- **Questions on the material**
- A) From the passage on the history of Thatta, extract the stretch from "Following Mahmud of" through "mid 14th century." word for word.
- B) According to the passage on the history of Thatta, from which place did the Samma Dynasty come?

- **Document extract**
☆ ☆ ☆ ☆ ☆
Following Mahmud of Ghazna's invasion of Sindh in the early 11th century, the Ghaznavids installed Abdul Razzaq as Governor of Thatta in 1026. Under the rule of the Ghaznavids the local chieftain Ibn Sumar, then ruler of Multan, seized power in Sindh and founded the Sumra dynasty, which ruled from Thatta from 1051 for the next 300 years. Under Sumra rule, Thatta's Ismaili Shia population was granted special protection. The Sumra dynasty began to decline in power by the 13th century, though Thatta and the Indus Delta remained their last bastions of power until the mid 14th century.

In 1351, the Samma Dynasty, of Rajput descent from Sehwan, seized the city and made it their capital as well. It was during this time that the Makli Necropolis rose to prominence as a funerary site. Muhammad bin Tughluq died in 1351 during a campaign to capture Thatta. Firuz Shah Tughlaq unsuccessfully attempted to subjugate Thatta twice; once in 1361 and again in 1365.
☆ ☆ ☆ ☆ ☆
Data records:
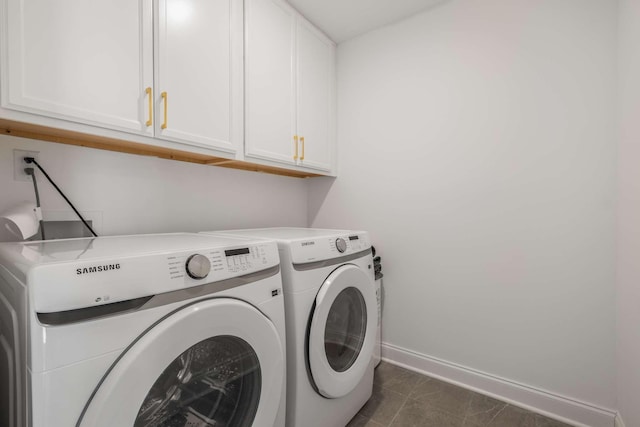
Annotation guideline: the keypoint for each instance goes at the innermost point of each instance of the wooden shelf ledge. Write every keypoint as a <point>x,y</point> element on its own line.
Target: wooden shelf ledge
<point>60,136</point>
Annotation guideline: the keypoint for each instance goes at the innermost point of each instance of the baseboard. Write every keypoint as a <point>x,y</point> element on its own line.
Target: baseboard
<point>561,408</point>
<point>619,422</point>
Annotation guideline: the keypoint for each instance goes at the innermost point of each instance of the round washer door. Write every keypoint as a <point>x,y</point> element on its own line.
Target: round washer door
<point>342,331</point>
<point>215,362</point>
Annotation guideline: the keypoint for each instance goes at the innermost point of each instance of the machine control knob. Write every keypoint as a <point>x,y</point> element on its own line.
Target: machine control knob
<point>198,266</point>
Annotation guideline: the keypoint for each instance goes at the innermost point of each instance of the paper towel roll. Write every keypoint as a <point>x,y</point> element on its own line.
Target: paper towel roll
<point>20,222</point>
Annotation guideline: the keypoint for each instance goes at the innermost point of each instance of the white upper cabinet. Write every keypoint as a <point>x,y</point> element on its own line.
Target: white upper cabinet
<point>289,84</point>
<point>199,84</point>
<point>248,83</point>
<point>93,62</point>
<point>270,116</point>
<point>79,60</point>
<point>315,97</point>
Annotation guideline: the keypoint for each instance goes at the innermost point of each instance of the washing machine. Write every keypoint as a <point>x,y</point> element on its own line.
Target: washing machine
<point>331,322</point>
<point>149,330</point>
☆ ☆ ☆ ☆ ☆
- **Answers to the problems**
- A)
Following Mahmud of Ghazna's invasion of Sindh in the early 11th century, the Ghaznavids installed Abdul Razzaq as Governor of Thatta in 1026. Under the rule of the Ghaznavids the local chieftain Ibn Sumar, then ruler of Multan, seized power in Sindh and founded the Sumra dynasty, which ruled from Thatta from 1051 for the next 300 years. Under Sumra rule, Thatta's Ismaili Shia population was granted special protection. The Sumra dynasty began to decline in power by the 13th century, though Thatta and the Indus Delta remained their last bastions of power until the mid 14th century.

- B) Sehwan